### DIRECTIONS
Nothing but an exact copy is wanted here: the line with "If you could pick out the interior" and all the lines that follow it in the entries below.

### Dataset records
*****

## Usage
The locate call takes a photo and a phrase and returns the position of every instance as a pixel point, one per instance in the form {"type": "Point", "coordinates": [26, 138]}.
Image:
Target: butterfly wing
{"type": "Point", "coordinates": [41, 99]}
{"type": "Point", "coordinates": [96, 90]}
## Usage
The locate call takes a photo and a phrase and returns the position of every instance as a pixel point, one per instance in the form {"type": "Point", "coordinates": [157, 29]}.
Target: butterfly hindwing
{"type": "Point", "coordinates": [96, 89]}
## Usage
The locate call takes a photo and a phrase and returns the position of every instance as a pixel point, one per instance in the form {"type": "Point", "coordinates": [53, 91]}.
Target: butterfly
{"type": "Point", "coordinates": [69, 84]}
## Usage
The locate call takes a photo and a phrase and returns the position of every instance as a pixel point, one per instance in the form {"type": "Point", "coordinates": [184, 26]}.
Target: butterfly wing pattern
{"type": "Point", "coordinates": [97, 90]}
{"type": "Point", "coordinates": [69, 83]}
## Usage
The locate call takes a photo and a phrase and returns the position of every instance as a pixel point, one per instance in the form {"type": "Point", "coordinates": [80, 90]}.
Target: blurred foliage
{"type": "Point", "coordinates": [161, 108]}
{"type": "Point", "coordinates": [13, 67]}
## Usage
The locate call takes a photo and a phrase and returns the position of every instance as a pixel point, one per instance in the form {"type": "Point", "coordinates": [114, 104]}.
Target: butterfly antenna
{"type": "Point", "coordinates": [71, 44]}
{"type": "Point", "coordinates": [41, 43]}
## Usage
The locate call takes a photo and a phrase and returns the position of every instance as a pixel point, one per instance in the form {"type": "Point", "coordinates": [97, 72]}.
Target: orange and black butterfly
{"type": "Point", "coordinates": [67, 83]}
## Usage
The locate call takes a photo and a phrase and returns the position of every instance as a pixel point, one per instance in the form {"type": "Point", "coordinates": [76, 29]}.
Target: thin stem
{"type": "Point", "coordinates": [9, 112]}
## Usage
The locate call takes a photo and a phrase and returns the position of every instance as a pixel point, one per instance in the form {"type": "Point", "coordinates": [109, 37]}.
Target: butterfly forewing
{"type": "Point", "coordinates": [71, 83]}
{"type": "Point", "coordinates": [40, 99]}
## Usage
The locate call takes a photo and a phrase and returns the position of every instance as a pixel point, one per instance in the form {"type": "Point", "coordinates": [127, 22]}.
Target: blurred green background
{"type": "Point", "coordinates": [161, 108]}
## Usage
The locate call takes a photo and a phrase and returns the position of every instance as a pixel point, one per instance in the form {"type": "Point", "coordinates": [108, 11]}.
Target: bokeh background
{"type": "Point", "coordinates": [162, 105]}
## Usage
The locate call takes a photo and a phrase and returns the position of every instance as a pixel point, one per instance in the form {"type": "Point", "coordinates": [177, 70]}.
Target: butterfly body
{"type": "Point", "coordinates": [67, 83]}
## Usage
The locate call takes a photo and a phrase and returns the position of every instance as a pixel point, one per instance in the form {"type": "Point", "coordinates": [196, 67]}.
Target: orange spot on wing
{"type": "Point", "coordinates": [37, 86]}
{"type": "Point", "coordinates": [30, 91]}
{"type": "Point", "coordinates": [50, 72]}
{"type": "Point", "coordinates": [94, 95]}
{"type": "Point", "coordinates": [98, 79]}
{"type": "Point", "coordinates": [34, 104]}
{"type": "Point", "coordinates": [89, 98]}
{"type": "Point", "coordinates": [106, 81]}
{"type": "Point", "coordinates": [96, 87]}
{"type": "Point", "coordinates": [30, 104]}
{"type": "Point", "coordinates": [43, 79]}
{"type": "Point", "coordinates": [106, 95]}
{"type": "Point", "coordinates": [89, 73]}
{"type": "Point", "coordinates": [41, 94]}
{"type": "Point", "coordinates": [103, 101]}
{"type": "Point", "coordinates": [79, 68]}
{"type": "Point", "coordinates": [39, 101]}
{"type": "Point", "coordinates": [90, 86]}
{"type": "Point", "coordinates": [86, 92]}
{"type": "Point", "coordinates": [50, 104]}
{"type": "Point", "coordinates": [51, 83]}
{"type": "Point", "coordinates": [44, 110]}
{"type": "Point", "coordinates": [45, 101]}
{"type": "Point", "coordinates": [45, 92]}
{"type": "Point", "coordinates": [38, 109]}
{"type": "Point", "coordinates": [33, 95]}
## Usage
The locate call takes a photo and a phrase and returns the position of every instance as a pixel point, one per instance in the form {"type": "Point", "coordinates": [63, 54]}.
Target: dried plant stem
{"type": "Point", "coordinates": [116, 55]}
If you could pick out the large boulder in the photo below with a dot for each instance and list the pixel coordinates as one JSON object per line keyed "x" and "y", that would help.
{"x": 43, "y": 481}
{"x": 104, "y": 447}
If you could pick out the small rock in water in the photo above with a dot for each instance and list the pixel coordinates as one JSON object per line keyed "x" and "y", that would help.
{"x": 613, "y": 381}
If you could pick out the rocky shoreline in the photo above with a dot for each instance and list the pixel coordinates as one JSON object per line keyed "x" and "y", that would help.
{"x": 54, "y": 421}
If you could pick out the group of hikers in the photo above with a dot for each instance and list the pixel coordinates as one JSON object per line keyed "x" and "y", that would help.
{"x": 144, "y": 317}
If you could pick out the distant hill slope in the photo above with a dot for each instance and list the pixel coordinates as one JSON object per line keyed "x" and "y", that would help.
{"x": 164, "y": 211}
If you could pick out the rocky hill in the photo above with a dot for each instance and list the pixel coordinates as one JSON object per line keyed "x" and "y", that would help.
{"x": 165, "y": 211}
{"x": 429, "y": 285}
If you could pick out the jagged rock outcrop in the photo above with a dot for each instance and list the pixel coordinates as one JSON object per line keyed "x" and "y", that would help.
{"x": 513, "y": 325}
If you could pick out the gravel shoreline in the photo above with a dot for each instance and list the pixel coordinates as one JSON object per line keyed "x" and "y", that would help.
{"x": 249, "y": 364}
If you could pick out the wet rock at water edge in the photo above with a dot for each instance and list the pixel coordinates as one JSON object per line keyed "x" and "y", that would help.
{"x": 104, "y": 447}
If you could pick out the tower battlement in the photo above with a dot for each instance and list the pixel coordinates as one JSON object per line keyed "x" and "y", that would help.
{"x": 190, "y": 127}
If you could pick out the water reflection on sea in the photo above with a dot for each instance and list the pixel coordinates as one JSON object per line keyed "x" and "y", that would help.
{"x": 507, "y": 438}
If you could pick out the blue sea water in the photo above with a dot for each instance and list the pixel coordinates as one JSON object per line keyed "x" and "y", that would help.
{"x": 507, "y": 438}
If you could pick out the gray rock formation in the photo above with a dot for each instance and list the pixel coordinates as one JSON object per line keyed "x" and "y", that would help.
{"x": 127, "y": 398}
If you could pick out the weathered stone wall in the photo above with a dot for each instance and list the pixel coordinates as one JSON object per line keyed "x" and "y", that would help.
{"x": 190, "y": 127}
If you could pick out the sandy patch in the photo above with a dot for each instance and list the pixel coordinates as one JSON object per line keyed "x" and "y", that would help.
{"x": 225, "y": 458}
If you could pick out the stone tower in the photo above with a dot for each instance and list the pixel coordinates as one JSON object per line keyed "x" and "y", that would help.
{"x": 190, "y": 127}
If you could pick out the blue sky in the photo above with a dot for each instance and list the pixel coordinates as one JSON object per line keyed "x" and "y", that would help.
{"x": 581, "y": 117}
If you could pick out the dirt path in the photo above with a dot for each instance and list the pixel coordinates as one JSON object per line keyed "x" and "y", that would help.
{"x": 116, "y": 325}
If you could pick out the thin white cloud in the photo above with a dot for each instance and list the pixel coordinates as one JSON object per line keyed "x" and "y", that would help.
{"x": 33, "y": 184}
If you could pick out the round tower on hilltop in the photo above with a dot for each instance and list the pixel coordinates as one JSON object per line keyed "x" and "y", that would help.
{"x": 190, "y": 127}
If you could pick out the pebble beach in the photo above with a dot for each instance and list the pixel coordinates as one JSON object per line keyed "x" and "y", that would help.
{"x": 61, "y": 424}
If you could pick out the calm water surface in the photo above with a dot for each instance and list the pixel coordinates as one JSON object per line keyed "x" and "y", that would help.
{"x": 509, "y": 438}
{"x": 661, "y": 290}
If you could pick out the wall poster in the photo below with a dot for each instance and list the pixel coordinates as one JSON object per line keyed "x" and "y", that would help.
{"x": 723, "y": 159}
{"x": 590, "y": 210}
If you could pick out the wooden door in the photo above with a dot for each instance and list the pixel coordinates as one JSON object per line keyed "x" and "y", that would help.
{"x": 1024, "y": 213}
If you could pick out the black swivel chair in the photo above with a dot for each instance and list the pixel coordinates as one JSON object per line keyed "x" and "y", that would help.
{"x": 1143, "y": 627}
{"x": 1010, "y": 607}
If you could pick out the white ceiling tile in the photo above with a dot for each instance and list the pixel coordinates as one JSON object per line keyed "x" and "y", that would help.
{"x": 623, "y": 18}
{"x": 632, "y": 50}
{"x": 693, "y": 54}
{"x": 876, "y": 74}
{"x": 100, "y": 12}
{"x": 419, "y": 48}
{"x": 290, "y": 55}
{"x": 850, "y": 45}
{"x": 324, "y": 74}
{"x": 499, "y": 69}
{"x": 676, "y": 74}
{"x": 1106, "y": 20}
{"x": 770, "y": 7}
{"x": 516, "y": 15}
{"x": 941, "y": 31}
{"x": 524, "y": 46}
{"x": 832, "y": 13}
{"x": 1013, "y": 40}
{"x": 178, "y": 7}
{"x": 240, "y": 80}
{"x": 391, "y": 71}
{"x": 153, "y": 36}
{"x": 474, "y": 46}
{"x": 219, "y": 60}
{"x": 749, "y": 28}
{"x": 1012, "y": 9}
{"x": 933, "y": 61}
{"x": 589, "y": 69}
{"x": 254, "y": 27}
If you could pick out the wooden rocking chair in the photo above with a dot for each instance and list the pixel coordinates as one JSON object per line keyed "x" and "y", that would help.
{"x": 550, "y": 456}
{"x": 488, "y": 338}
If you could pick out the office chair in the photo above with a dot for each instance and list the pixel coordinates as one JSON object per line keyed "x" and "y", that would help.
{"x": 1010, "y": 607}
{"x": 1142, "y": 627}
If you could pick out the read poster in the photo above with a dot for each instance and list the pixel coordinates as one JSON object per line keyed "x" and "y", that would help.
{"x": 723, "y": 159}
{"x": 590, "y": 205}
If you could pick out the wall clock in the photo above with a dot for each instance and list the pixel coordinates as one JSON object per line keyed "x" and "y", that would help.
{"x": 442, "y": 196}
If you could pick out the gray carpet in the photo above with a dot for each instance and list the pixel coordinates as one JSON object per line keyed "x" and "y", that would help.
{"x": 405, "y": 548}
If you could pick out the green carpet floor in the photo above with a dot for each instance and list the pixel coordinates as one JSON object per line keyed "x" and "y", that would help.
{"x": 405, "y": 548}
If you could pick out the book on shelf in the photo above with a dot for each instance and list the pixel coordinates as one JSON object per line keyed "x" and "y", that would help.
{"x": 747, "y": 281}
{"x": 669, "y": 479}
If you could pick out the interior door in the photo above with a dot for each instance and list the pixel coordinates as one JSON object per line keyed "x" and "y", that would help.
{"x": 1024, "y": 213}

*****

### OUTPUT OF THE TASK
If you could pick out the interior door in the photo above with a dot for each instance and list the pixel coordinates as one JSON object per line keyed "x" and "y", that would help.
{"x": 1024, "y": 213}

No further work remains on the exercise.